### SHORT PROBLEM
Turn the lines, from the start through the one containing "[524,473,591,605]", into a Markdown table with the columns Row and Line, numbering each row and skipping blank lines. Leave the pictures out.

** Start **

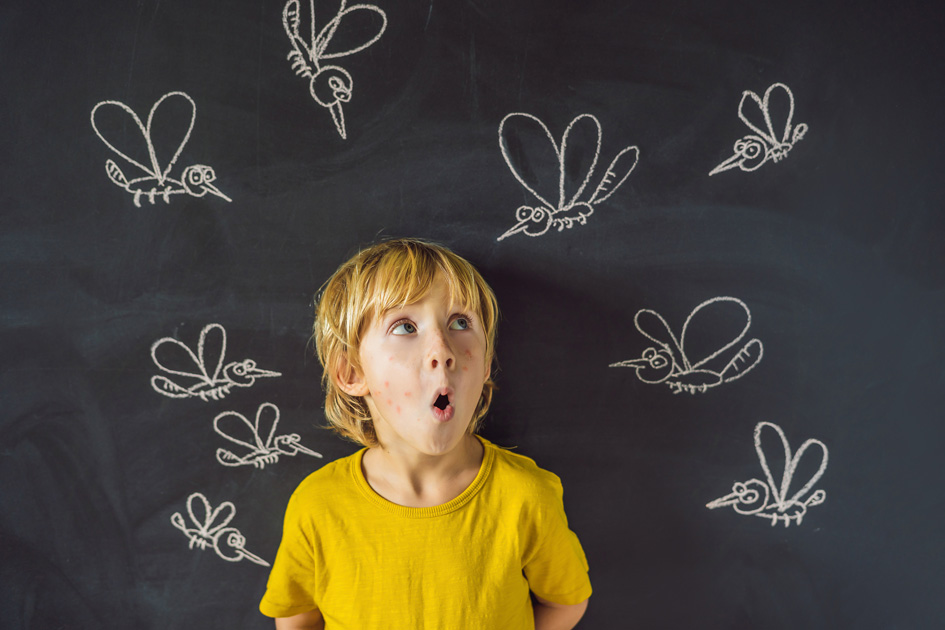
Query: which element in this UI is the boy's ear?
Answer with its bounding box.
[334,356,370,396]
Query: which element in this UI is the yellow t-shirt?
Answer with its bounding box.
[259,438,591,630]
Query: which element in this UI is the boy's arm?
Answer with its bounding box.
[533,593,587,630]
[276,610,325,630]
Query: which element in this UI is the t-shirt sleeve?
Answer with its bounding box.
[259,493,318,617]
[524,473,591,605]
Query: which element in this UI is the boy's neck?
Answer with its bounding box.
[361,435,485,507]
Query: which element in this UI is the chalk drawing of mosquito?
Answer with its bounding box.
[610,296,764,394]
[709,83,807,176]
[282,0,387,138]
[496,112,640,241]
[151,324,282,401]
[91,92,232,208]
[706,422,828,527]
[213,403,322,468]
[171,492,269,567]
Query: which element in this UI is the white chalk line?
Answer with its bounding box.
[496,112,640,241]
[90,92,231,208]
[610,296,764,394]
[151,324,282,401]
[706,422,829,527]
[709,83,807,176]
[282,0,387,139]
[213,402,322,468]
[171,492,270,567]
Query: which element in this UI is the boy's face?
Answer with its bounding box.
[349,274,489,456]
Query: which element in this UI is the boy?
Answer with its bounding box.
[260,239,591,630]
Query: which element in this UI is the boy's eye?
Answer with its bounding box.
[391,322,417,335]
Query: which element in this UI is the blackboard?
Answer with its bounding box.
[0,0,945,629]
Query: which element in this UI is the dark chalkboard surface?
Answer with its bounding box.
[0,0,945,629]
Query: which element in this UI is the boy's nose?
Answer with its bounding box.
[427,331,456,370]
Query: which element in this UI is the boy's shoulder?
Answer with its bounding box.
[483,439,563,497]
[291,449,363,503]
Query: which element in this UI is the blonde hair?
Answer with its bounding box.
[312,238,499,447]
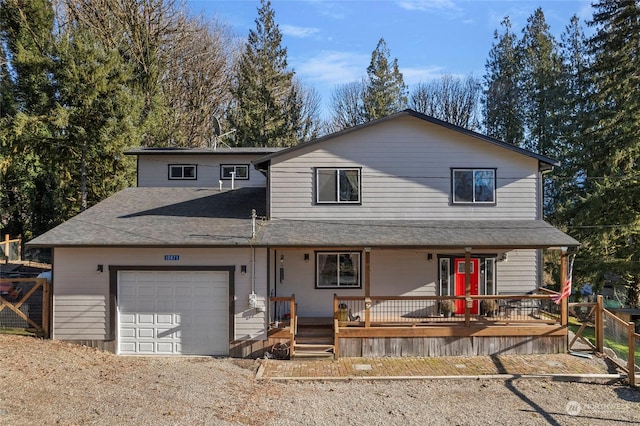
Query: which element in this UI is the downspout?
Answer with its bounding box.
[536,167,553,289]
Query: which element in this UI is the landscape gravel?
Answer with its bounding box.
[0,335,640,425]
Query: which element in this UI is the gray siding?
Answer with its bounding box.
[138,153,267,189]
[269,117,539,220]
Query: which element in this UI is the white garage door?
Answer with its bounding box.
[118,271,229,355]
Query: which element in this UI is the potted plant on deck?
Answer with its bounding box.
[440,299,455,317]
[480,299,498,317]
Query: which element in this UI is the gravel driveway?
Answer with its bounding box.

** End **

### SOLUTION TO THE PROBLEM
| Row | Line |
|---|---|
| 1 | Query: which element in this UI is the boy's ear? |
| 2 | Answer with its bounding box. |
| 3 | [334,356,370,396] |
| 4 | Query: which element in this UI is the yellow t-shirt? |
| 5 | Answer with its bounding box. |
| 6 | [259,438,591,630] |
| 7 | Query: which element in this UI is the boy's arm? |
| 8 | Answer with its bounding box. |
| 9 | [533,593,587,630] |
| 10 | [276,610,325,630] |
| 11 | Query: which element in this UI is the t-shirt sleeve? |
| 12 | Answer with its bounding box. |
| 13 | [259,493,318,617] |
| 14 | [524,473,591,605] |